Portrait sans fard d’une jeunesse désabusée et biberonnée aux réseaux sociaux, Nerve, à mi-chemin entre Spring Breakers et The Game, se veut comme étant l’oeuvre (ultime) sur la génération 2.0.
Synopsis : Nerve est un jeu en ligne qui propose deux options : Voyeur, où le public paie pour voir les gens jouer, et Joueur, où une personne doit réaliser des défis de plus en plus dangereux. Vee, une adolescente timide, est poussée par ses amis à jouer au jeu pour prendre plus de risques dans sa vie. Son premier défi, un simple baiser, va lui faire rencontrer Ian, un autre joueur. Suite à la demande du jeu, les deux jeunes vont devoir faire équipe pour réaliser leurs défis suivants. Mais plus le jeu avance, plus les défis sont risqués et louches. Vee et Ian n’auront aucun autre choix que celui de mettre leurs vies en danger sous les regards de la communauté de spectateurs de Nerve.

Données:
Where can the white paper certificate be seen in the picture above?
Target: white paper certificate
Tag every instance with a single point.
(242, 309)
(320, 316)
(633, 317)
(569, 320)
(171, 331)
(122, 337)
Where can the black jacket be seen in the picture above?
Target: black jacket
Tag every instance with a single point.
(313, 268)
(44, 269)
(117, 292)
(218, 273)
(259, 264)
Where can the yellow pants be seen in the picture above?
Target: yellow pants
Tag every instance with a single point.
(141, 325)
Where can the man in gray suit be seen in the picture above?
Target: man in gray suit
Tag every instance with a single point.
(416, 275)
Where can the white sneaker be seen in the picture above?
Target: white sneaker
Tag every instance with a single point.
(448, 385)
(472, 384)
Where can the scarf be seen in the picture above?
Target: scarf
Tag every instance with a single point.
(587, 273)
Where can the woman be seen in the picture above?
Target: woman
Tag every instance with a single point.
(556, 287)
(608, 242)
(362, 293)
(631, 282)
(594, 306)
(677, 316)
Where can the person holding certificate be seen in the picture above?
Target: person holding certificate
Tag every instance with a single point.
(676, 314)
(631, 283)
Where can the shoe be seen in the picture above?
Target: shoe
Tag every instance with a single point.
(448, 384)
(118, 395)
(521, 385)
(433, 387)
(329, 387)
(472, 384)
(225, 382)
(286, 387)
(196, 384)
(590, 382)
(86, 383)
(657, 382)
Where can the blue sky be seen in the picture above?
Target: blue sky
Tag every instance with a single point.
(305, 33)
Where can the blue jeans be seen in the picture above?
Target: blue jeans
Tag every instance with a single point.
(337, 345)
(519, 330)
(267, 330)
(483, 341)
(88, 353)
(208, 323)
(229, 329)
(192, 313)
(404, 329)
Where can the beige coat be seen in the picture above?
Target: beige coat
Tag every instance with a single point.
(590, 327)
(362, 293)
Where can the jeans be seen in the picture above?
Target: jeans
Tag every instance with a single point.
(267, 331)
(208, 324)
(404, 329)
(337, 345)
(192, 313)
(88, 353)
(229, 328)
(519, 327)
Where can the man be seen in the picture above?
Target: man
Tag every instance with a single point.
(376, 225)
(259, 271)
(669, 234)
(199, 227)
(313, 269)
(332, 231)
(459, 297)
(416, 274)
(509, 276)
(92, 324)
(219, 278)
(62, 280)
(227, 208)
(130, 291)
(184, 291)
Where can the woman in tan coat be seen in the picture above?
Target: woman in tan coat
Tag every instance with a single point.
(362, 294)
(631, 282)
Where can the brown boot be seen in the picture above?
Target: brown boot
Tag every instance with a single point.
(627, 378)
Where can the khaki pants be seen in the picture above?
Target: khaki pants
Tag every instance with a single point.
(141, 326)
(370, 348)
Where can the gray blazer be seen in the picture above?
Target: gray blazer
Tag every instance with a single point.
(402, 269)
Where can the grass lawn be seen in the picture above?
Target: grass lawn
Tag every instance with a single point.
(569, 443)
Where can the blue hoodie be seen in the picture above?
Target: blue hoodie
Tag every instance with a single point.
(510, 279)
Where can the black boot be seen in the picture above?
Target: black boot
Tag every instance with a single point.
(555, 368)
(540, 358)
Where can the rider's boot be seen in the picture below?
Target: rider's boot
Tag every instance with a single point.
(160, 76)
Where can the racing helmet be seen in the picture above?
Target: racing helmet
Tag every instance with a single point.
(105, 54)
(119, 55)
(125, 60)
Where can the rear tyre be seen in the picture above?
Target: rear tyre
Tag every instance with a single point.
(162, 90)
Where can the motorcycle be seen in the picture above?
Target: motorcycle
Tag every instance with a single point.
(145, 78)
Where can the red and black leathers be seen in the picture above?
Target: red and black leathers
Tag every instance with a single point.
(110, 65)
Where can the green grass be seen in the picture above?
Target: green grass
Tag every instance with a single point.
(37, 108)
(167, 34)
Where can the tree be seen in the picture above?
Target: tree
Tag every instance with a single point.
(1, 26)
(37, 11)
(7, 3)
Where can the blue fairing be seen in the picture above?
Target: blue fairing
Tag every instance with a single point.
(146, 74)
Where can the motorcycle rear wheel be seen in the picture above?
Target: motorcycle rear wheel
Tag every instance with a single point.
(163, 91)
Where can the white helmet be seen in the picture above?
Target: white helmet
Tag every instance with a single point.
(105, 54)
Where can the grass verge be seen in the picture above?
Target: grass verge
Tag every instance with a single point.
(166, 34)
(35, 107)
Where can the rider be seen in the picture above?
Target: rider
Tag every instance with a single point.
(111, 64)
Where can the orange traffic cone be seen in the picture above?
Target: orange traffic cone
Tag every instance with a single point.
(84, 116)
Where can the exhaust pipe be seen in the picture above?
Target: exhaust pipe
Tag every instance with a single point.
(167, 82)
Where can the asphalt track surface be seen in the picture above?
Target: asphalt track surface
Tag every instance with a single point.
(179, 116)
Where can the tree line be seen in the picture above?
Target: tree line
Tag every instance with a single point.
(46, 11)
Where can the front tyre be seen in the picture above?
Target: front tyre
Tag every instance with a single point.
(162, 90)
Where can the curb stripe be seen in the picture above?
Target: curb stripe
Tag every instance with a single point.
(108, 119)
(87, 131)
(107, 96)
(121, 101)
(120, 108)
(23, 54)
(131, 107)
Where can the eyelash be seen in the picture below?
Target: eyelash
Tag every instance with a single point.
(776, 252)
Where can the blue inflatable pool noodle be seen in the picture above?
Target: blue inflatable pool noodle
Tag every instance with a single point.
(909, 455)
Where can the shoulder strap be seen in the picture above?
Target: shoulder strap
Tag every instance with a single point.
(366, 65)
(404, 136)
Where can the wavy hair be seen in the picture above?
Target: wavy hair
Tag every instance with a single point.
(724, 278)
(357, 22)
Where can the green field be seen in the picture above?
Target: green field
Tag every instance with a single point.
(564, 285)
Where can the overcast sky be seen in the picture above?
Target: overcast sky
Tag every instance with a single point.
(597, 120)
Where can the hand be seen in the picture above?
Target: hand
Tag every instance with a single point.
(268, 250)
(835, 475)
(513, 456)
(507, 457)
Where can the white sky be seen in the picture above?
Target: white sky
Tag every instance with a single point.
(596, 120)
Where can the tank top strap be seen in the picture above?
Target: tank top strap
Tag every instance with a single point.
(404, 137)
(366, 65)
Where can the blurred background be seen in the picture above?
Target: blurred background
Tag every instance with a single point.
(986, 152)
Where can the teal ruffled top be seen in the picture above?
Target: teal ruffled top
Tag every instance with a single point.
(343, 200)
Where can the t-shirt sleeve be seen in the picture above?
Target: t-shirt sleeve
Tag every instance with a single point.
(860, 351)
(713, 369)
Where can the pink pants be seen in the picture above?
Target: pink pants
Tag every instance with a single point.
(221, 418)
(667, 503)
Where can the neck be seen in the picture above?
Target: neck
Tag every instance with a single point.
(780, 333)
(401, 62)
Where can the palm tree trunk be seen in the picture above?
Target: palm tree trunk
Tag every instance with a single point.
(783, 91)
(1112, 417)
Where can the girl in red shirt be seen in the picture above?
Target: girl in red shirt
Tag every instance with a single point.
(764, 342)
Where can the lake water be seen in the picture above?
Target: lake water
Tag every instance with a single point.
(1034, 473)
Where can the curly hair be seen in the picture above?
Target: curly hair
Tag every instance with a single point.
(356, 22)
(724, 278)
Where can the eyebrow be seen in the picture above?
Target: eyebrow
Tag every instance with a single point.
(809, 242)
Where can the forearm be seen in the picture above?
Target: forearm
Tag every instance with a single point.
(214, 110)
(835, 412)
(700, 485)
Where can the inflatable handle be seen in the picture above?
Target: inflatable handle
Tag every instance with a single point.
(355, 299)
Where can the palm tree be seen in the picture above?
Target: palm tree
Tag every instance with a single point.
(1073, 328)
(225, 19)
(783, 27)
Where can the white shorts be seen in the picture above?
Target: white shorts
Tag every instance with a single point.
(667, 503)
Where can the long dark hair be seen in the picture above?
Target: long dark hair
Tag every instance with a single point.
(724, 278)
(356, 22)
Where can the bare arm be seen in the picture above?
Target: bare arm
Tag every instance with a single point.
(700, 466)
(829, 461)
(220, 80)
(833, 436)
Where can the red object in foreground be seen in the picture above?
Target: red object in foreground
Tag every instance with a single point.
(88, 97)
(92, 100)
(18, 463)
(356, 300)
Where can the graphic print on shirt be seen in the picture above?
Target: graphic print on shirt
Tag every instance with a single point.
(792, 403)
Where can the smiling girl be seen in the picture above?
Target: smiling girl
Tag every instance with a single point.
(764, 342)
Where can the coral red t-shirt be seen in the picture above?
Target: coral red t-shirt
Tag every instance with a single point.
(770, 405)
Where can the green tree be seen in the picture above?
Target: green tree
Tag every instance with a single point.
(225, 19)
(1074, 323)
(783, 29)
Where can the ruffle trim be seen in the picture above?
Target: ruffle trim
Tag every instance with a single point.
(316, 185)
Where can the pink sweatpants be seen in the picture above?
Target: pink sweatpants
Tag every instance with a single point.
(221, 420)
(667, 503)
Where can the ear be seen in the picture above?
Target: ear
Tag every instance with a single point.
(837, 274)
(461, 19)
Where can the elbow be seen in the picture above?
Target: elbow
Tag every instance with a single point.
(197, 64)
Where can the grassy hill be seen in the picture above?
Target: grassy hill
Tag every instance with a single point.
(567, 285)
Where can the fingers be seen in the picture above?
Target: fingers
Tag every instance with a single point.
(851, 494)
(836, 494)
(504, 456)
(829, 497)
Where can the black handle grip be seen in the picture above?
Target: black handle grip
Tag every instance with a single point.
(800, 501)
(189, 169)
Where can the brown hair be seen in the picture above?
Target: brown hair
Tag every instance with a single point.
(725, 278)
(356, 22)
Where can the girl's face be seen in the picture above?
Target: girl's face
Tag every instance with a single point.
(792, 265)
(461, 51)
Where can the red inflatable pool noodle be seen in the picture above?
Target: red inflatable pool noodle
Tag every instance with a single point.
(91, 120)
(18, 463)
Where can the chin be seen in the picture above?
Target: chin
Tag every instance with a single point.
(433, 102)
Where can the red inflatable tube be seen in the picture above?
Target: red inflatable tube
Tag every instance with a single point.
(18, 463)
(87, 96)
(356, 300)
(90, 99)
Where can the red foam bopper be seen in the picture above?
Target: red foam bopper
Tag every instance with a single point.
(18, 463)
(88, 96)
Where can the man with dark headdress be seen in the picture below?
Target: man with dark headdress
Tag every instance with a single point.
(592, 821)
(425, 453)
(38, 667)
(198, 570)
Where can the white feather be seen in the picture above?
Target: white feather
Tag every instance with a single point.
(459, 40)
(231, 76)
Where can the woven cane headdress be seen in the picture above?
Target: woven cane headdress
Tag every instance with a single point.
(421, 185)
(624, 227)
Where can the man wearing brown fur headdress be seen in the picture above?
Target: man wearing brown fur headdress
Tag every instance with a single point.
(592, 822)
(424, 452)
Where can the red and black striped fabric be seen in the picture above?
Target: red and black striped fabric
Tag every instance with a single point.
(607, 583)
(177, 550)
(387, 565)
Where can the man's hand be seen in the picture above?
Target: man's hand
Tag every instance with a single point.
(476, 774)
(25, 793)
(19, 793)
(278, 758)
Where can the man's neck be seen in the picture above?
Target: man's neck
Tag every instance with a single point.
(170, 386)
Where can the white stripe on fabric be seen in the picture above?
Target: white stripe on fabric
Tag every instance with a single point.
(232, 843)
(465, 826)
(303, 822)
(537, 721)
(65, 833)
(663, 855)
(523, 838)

_Travail à réaliser_:
Redonnez en entier l'extrait sur le film Nerve, mot pour mot.

_Solution proposée_:
Portrait sans fard d’une jeunesse désabusée et biberonnée aux réseaux sociaux, Nerve, à mi-chemin entre Spring Breakers et The Game, se veut comme étant l’oeuvre (ultime) sur la génération 2.0.
Synopsis : Nerve est un jeu en ligne qui propose deux options : Voyeur, où le public paie pour voir les gens jouer, et Joueur, où une personne doit réaliser des défis de plus en plus dangereux. Vee, une adolescente timide, est poussée par ses amis à jouer au jeu pour prendre plus de risques dans sa vie. Son premier défi, un simple baiser, va lui faire rencontrer Ian, un autre joueur. Suite à la demande du jeu, les deux jeunes vont devoir faire équipe pour réaliser leurs défis suivants. Mais plus le jeu avance, plus les défis sont risqués et louches. Vee et Ian n’auront aucun autre choix que celui de mettre leurs vies en danger sous les regards de la communauté de spectateurs de Nerve.